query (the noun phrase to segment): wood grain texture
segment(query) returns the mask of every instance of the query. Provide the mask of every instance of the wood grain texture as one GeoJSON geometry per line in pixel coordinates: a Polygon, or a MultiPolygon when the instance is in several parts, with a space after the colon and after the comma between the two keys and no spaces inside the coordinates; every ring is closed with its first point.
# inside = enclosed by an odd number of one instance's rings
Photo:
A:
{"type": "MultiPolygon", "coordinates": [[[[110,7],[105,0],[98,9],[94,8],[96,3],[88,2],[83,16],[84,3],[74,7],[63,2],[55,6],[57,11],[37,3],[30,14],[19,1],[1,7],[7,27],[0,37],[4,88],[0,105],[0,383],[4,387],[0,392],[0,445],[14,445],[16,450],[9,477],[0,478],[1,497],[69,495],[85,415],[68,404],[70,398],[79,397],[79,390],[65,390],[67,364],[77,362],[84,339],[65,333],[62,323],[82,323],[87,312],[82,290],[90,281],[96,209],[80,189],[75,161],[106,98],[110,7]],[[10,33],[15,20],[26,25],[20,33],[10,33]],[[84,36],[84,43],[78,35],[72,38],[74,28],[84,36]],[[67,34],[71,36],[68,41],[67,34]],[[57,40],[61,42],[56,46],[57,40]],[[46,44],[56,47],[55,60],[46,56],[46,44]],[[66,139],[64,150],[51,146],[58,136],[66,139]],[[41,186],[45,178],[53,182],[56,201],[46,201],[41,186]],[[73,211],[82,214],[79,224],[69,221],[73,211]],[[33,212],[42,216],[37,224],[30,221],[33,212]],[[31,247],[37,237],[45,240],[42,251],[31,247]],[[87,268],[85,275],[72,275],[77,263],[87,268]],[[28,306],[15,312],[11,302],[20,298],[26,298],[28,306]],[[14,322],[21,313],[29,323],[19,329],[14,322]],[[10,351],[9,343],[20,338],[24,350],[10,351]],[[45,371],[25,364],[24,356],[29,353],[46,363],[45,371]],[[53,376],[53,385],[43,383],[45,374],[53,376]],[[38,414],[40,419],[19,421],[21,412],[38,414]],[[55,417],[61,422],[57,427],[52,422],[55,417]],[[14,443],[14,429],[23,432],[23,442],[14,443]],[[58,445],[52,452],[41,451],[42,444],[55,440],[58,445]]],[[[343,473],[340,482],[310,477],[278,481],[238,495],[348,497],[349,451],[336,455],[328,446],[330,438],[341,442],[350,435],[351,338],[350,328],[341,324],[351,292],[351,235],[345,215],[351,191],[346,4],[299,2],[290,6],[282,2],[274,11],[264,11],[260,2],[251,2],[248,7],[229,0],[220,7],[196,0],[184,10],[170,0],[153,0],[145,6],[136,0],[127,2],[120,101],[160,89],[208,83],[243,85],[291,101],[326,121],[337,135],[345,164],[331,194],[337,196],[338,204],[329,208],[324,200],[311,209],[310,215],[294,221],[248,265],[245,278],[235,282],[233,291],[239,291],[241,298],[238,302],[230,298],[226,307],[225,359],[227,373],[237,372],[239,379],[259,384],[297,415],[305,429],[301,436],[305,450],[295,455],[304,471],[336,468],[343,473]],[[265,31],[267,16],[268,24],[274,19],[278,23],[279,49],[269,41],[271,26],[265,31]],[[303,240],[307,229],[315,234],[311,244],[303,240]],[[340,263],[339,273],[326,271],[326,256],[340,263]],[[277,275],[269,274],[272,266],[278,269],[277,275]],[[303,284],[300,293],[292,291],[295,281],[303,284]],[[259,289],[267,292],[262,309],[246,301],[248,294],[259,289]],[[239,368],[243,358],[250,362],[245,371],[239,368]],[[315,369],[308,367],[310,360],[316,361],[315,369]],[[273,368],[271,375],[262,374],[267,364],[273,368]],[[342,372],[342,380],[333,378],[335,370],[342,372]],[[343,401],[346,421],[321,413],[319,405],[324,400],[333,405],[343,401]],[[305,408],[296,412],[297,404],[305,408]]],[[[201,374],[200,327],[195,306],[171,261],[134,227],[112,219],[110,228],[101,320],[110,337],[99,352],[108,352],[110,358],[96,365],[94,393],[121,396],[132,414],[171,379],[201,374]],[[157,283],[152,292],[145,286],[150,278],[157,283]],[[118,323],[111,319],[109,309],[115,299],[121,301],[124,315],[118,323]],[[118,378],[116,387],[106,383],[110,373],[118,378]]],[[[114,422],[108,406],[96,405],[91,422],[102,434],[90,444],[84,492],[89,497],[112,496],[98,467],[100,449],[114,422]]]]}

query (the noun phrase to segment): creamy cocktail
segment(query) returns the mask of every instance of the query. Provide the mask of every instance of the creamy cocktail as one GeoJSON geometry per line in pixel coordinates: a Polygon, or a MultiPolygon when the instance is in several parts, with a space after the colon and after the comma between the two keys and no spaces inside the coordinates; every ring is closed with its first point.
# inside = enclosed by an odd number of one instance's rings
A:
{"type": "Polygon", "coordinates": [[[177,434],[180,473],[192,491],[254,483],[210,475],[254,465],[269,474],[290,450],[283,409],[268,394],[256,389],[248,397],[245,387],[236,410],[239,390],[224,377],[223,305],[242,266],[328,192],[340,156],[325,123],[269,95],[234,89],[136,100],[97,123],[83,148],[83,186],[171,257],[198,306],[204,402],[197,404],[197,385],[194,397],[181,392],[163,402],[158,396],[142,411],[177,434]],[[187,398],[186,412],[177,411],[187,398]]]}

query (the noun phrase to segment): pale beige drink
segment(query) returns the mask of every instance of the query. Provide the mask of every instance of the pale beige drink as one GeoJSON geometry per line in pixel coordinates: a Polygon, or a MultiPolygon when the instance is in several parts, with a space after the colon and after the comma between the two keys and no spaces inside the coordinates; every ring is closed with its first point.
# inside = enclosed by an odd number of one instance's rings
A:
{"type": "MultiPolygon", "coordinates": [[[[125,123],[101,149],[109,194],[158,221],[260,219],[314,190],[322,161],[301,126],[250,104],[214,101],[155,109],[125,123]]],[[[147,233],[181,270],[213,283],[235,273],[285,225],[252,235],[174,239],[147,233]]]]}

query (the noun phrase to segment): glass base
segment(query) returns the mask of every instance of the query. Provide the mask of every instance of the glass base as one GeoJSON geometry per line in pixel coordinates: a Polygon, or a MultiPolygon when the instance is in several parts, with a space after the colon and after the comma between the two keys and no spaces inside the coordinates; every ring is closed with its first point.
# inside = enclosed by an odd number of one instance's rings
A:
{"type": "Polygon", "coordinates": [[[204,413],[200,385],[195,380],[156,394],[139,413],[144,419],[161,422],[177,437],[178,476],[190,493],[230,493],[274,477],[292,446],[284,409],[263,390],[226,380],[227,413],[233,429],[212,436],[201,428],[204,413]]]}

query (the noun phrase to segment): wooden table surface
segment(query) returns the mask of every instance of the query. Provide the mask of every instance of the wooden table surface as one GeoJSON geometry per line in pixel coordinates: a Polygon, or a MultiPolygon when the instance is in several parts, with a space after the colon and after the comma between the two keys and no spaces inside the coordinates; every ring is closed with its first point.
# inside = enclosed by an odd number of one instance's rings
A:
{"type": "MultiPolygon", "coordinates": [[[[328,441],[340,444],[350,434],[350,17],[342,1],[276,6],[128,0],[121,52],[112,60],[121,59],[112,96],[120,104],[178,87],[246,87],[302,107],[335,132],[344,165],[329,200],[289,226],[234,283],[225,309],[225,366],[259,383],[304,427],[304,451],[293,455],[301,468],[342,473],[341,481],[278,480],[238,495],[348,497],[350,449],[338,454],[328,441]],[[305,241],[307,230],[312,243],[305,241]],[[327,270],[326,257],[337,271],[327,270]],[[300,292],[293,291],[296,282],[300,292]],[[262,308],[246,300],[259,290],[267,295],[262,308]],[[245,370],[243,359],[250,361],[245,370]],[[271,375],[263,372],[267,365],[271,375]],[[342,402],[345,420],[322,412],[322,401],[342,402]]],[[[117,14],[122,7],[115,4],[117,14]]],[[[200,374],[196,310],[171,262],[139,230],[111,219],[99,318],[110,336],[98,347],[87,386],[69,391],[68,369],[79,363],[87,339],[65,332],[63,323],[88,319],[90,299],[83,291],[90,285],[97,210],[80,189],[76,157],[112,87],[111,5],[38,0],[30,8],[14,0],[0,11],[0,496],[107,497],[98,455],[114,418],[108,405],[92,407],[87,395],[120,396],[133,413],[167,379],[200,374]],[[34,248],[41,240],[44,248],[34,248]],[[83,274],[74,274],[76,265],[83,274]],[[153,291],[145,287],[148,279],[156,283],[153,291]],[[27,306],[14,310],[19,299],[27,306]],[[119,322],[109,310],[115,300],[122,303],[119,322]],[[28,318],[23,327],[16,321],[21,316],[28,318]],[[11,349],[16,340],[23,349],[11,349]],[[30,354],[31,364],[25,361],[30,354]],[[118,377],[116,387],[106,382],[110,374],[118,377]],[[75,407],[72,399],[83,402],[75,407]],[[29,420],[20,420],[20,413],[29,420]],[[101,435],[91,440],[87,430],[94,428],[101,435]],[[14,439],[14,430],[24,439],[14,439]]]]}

[PROBLEM DESCRIPTION] Count the lines above that contain the string "wooden" and reply with only that number.

[EXERCISE SOLUTION] 2